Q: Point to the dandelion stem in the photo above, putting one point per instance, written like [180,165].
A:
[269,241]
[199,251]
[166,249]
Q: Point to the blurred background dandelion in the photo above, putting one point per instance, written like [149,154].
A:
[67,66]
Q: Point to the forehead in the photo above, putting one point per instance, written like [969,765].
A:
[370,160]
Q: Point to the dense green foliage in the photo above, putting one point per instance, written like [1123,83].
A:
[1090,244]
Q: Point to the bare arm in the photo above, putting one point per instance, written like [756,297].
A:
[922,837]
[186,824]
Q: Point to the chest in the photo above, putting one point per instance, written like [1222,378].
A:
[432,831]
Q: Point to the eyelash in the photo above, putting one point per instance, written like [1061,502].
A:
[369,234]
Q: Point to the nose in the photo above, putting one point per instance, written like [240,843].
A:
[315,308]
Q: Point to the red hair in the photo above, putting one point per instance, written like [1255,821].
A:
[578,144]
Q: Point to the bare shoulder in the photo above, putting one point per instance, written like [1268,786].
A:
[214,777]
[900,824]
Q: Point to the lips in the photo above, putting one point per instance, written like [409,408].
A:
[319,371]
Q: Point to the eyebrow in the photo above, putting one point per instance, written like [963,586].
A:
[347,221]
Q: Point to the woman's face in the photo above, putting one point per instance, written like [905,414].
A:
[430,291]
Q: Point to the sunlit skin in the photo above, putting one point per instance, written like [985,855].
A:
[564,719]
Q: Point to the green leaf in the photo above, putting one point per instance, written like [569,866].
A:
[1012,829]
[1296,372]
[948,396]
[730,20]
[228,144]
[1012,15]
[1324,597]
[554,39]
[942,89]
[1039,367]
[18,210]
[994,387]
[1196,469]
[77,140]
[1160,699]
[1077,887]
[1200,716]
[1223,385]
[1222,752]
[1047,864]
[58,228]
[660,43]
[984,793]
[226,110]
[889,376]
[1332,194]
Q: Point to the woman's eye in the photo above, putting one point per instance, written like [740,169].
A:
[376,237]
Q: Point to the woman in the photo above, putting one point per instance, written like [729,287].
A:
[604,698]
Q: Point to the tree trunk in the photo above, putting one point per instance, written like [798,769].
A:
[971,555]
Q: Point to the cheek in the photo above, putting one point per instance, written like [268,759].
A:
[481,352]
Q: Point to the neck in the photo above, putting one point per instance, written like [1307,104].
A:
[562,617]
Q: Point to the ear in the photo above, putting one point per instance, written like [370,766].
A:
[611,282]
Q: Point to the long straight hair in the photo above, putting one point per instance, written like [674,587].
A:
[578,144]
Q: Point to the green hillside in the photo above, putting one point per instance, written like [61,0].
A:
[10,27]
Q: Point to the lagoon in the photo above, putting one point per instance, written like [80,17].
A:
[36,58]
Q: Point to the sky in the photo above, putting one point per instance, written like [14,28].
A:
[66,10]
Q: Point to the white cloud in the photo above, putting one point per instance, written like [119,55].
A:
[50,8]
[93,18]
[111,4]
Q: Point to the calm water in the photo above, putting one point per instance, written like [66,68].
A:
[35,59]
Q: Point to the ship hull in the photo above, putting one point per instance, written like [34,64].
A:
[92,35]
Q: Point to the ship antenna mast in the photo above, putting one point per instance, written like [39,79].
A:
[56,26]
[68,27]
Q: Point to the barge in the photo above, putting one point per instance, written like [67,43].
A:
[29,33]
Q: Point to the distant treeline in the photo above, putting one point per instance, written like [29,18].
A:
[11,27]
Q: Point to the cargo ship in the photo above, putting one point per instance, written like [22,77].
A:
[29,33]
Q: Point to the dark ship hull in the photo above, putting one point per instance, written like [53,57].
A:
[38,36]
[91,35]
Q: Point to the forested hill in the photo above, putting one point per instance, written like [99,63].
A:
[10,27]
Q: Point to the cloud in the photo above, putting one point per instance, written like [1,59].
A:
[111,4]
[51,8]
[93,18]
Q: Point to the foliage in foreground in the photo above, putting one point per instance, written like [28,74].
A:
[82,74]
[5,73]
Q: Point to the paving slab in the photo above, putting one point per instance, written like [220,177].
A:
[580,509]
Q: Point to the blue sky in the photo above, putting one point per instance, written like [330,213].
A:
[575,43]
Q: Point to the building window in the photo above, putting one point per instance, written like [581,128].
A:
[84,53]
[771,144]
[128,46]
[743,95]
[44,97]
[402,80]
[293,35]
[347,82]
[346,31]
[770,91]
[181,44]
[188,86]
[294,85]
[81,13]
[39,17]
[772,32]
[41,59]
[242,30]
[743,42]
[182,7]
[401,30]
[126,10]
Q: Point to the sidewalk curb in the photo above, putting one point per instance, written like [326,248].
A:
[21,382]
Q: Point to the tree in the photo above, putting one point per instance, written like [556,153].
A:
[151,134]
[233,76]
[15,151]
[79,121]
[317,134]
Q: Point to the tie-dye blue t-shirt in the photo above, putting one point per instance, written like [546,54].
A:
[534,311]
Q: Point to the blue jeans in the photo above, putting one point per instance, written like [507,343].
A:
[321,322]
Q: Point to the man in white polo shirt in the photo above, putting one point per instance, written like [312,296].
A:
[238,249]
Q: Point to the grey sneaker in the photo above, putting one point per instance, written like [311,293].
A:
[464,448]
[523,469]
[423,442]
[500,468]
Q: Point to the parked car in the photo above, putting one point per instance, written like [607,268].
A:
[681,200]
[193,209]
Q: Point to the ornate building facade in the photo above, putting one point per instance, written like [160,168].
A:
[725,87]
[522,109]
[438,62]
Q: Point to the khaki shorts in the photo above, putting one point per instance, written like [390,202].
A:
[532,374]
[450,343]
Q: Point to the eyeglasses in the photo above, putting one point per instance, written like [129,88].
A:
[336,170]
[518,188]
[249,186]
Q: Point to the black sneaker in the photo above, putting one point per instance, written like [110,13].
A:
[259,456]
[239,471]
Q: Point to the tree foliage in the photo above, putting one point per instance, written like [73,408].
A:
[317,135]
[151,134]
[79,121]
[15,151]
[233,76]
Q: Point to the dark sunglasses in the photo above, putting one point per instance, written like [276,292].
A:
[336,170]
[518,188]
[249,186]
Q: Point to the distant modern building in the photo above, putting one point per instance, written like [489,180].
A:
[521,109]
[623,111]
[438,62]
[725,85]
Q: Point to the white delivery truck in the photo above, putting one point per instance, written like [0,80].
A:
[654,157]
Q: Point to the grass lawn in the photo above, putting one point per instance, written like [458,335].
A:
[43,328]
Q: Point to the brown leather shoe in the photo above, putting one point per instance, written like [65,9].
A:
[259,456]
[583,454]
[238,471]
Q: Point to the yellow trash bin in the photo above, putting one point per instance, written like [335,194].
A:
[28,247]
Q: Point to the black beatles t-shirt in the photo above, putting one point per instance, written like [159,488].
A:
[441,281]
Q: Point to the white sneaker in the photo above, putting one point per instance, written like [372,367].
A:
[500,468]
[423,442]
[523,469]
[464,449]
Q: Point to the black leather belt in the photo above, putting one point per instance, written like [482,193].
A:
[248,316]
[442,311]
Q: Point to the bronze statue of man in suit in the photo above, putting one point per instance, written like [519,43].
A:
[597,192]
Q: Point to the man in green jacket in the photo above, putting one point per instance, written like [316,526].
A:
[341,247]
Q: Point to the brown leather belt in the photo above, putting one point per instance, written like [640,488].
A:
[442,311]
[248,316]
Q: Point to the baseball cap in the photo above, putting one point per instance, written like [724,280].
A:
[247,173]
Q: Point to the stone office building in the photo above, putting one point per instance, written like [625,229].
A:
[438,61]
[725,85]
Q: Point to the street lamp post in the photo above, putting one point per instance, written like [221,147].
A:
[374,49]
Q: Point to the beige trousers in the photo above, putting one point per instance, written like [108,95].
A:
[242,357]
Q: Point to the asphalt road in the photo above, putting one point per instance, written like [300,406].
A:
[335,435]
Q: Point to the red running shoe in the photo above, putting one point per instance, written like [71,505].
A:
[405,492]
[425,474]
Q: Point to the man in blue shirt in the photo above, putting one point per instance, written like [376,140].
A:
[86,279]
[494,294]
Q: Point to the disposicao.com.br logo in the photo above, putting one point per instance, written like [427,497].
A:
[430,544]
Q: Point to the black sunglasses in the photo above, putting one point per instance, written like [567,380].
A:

+ + + + +

### JOB
Put every line of the records above, from the line with "Q: Point to the disposicao.com.br" through the last line of the records, into a Markdown table with the columns Row and Line. Number each row and leave out any blank lines.

### RESPONSE TO THE TASK
| Row | Line |
|---|---|
| 1 | Q: Point to the disposicao.com.br logo in the photo above, putting one point per instance, written like [427,497]. |
| 2 | A: |
| 3 | [430,544] |
| 4 | Q: Point to the black sunglasses in the photo above, putting one point per instance, written like [567,380]. |
| 5 | A: |